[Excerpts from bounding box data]
---+---

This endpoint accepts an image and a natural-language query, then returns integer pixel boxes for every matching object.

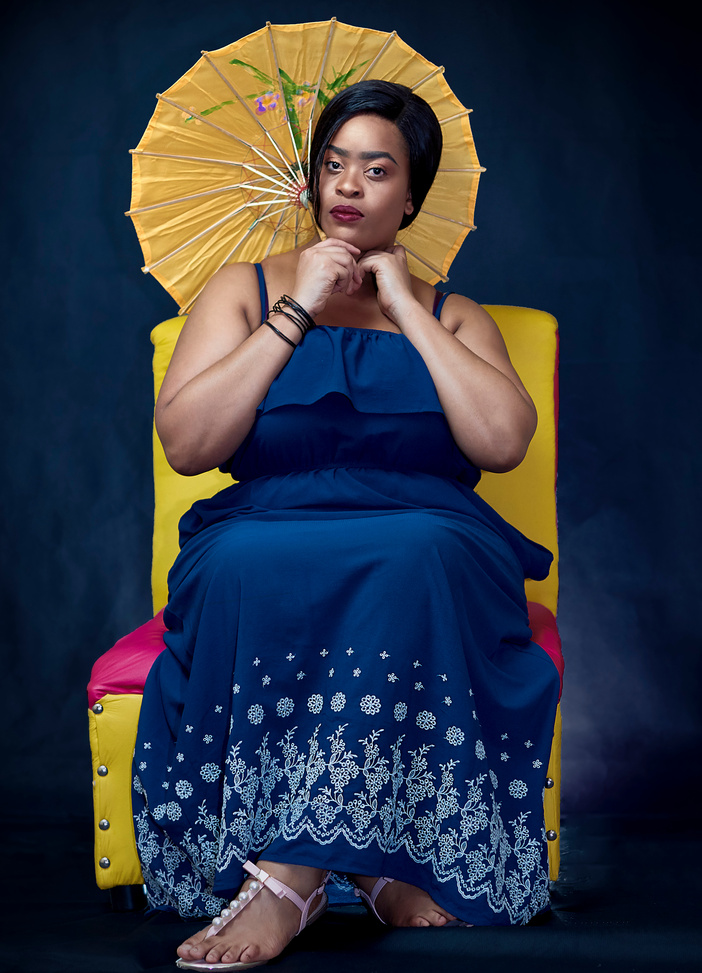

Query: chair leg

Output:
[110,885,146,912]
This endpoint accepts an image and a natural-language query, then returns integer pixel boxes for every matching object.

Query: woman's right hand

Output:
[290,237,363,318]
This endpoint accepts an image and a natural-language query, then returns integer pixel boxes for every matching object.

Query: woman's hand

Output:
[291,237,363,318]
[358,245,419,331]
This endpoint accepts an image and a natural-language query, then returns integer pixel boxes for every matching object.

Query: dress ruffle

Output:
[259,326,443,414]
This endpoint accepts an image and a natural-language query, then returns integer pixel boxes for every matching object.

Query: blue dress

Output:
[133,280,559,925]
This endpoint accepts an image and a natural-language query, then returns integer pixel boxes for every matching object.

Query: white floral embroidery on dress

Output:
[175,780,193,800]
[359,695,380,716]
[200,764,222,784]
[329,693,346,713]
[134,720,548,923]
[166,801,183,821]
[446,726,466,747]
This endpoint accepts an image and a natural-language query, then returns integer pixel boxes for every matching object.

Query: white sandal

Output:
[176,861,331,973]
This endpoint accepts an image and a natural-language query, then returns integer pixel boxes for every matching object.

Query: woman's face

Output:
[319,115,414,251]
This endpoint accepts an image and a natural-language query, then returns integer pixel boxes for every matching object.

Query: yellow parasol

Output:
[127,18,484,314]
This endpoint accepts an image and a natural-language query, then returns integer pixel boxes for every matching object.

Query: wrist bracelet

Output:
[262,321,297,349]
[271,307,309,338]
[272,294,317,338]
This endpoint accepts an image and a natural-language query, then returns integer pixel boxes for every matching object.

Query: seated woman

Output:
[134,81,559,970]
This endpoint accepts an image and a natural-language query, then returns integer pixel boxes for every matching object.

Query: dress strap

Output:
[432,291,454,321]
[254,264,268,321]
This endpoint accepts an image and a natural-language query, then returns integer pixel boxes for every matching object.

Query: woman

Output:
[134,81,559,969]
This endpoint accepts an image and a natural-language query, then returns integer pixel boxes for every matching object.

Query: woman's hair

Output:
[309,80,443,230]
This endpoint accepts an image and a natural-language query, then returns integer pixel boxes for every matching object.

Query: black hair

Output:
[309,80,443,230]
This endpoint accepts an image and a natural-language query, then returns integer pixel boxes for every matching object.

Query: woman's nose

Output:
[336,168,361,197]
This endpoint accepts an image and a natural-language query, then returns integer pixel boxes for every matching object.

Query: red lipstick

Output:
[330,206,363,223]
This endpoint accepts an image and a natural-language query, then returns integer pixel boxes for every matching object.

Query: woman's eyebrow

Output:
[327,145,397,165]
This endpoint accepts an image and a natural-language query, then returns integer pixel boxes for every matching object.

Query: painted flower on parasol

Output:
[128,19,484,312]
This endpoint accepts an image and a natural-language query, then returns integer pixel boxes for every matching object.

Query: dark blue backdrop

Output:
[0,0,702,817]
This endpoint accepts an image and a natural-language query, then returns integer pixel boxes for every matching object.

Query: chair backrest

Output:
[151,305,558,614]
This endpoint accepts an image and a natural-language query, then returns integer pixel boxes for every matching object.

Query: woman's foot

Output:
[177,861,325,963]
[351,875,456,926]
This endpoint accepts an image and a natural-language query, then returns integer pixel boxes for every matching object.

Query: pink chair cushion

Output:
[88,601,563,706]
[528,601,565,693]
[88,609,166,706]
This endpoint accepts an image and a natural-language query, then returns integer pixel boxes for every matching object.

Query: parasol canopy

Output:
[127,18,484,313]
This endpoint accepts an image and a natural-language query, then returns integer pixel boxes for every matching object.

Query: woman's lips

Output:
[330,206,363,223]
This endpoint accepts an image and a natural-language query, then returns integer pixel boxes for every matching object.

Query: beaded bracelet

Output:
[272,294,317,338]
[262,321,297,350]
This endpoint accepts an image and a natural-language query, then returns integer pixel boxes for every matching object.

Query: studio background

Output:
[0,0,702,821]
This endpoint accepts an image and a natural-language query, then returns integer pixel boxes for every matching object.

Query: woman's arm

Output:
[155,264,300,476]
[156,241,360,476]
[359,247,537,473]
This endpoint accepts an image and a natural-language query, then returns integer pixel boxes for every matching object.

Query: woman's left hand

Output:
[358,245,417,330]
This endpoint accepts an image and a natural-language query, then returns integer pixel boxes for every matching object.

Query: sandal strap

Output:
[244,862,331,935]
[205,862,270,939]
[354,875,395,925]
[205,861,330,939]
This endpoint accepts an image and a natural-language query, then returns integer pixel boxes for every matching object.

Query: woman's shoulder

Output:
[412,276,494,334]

---+---

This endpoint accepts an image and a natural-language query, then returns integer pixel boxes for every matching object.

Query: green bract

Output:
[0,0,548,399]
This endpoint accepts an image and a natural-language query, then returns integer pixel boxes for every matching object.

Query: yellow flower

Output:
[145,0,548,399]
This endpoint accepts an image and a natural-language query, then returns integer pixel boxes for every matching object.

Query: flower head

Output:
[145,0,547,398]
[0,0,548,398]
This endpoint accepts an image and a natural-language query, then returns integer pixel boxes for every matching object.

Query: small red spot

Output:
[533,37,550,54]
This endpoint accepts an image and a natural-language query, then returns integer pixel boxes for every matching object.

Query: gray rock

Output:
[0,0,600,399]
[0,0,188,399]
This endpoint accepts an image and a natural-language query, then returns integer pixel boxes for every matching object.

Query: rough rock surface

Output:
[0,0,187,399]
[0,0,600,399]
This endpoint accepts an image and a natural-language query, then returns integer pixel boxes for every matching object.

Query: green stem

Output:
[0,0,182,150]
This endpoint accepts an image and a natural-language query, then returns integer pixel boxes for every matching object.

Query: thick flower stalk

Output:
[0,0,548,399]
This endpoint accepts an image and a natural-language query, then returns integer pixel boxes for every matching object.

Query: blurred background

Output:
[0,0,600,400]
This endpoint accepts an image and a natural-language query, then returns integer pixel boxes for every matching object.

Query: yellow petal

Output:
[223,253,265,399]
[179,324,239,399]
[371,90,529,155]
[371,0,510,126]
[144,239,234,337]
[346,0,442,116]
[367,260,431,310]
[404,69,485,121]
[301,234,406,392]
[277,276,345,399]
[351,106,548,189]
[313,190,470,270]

---+---

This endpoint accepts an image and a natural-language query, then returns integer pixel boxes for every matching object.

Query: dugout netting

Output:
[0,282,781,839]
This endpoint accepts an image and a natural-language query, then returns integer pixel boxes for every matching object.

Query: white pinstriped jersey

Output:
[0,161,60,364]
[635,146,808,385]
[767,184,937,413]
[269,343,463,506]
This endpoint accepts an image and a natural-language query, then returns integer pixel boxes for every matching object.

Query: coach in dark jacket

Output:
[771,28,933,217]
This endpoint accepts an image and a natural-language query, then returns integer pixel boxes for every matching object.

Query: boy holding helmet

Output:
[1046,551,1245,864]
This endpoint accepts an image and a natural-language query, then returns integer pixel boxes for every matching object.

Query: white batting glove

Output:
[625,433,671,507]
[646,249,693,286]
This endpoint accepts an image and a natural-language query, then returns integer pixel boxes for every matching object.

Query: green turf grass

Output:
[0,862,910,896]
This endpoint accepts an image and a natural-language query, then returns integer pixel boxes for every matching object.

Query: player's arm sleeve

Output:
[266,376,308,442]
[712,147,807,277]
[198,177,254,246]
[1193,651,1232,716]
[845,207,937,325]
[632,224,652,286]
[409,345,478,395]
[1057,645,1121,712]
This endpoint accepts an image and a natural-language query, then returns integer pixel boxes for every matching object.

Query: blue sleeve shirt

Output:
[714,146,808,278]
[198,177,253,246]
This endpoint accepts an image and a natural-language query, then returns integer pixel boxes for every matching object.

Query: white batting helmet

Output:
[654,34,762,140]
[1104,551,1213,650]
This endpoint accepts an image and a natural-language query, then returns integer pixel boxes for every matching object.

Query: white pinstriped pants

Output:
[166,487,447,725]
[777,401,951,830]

---+---

Collect each line of the listing that contains the string "green". Letter case must match.

Query: green bract
Query: green stem
Query: green turf grass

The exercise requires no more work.